┌──

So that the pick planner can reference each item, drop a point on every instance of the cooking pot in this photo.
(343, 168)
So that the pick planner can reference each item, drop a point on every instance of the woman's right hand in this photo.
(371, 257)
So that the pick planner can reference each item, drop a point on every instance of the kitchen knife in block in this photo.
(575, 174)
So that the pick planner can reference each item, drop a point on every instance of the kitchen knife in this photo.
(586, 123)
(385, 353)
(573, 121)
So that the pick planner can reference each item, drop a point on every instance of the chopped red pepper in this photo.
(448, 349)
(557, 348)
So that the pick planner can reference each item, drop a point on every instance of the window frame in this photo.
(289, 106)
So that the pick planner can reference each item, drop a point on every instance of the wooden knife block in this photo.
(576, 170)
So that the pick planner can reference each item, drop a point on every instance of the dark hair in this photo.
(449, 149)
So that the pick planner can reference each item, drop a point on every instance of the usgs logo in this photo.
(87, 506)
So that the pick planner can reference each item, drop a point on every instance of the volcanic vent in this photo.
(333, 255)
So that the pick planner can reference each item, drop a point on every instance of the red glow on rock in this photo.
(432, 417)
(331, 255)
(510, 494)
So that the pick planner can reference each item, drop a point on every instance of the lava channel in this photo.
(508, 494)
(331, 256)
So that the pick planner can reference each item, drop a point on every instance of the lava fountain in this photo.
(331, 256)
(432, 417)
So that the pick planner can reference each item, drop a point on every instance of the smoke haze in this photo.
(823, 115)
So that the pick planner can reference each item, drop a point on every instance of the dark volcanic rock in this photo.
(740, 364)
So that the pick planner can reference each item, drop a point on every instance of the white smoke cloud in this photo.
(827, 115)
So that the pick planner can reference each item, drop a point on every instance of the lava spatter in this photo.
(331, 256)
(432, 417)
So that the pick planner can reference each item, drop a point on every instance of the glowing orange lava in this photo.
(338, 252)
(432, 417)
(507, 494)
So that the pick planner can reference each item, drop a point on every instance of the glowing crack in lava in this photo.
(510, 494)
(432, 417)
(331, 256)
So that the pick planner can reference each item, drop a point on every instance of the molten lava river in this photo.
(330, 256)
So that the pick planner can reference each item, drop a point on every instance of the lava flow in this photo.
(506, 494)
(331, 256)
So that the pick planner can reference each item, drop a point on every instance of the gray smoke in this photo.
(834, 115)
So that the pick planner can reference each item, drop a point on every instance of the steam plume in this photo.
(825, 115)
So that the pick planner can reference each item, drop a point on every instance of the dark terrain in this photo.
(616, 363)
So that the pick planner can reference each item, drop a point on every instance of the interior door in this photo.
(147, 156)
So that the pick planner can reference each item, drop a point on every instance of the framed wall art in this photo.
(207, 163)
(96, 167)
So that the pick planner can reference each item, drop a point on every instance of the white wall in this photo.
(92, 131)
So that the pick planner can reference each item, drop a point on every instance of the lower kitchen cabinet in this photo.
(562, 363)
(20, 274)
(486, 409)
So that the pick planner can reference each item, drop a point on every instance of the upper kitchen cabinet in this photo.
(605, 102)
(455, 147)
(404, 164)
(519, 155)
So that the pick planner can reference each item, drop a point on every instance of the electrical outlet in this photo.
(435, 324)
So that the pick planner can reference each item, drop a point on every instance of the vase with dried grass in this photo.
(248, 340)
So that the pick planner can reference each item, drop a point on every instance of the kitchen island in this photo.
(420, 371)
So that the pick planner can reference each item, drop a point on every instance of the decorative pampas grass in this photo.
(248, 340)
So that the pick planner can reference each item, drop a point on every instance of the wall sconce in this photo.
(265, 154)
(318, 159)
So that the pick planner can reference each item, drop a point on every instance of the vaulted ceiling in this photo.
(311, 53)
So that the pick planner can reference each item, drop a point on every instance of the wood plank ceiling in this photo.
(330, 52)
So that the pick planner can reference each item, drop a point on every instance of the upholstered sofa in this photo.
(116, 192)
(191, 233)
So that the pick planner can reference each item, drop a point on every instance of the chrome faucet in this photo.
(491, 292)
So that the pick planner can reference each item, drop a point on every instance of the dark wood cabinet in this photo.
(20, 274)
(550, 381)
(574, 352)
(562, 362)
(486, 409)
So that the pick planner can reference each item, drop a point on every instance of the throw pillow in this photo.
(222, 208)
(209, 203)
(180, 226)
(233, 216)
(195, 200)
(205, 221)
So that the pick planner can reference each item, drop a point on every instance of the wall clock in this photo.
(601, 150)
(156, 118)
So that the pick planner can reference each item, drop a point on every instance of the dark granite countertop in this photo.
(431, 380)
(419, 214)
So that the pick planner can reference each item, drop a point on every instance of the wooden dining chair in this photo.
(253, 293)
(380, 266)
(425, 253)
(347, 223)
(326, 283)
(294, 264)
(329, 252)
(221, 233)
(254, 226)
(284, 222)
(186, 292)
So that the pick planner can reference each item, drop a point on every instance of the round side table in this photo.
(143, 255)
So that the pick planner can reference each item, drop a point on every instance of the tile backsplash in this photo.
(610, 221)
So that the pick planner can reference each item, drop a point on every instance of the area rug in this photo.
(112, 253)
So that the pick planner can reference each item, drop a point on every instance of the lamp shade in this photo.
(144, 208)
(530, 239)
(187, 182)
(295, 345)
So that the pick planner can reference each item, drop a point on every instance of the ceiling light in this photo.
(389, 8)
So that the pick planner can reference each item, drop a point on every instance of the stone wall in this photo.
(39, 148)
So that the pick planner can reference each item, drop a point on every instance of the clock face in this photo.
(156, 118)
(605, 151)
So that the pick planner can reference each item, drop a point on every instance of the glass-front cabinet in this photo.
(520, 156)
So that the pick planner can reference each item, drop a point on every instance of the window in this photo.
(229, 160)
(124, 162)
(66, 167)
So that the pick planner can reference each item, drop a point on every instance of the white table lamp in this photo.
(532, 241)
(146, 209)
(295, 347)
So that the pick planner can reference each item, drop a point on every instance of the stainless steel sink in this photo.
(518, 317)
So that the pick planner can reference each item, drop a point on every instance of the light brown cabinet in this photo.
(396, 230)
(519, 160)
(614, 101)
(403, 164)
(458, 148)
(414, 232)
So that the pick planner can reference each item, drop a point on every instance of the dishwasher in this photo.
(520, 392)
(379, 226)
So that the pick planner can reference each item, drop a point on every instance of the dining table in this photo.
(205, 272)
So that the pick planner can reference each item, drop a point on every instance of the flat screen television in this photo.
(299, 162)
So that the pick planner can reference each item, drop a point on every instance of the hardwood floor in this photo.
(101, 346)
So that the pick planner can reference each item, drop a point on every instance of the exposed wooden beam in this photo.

└──

EXERCISE DETAILS: Beginning with the line that contains "lamp in this photo.", quote each line exactly through the last line of the entries above, and nothing beyond them.

RESULT OF THE TASK:
So that the pick planner can reference each item, drop a point on every instance of the white table lamp in this photo.
(532, 241)
(146, 209)
(295, 347)
So that the pick planner can reference each item, drop a point on every instance of the stainless steel sink in this photo.
(518, 317)
So that the pick planner can reference each item, drop a point on every instance of the light brown cabinet in this photo.
(396, 230)
(519, 160)
(614, 101)
(403, 164)
(458, 148)
(414, 232)
So that the pick planner can reference each item, drop a point on every instance of the dishwasher in this photo.
(520, 392)
(379, 226)
So that the pick planner can reference each item, drop a point on every instance of the dining table in this photo.
(205, 272)
So that the pick planner can reference each item, drop a point on every instance of the flat screen television in this photo.
(299, 162)
So that the pick planner can reference each item, drop a point on every instance of the hardwood floor in this photo.
(101, 346)
So that the pick planner can reference each item, drop a point on every instance of the exposed wooden beam in this photo.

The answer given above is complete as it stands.